+++ Data listing
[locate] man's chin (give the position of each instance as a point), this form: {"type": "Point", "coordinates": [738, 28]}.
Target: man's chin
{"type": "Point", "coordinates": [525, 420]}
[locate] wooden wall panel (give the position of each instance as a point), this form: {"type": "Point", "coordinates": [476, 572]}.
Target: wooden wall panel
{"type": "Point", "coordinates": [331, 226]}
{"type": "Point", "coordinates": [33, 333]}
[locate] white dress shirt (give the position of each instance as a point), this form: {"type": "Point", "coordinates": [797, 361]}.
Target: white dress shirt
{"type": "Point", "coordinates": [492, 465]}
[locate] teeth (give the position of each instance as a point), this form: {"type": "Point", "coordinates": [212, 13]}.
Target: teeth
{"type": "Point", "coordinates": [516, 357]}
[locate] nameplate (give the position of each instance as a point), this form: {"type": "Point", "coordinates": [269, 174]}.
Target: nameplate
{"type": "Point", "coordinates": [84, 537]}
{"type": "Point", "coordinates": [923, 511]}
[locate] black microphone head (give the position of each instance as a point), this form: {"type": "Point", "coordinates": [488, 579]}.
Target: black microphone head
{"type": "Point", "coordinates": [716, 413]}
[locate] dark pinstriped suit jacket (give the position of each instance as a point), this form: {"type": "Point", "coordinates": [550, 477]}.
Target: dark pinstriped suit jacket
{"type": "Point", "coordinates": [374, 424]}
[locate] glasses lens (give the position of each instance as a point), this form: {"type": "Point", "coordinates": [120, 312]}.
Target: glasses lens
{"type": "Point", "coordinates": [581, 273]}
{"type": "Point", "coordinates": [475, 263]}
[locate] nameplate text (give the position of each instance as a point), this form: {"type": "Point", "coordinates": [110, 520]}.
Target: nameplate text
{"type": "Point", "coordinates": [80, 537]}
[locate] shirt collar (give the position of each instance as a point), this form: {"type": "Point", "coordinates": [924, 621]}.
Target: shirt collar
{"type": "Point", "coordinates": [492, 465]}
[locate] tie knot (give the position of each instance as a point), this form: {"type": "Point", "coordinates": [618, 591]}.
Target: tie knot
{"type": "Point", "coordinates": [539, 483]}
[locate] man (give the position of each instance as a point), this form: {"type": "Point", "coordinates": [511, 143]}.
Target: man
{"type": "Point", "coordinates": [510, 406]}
++++++
The task ▸
Rewrite the listing from the line with "[locate] tie knot" up to and including the last line, requests included, adding 31 to every coordinate in the answers.

The reply ▸
[locate] tie knot (give the position of each instance as a point), this form: {"type": "Point", "coordinates": [618, 591]}.
Target: tie knot
{"type": "Point", "coordinates": [570, 514]}
[locate] man (give the position of each instance as a point), this form: {"type": "Point", "coordinates": [511, 143]}.
Target: man
{"type": "Point", "coordinates": [541, 437]}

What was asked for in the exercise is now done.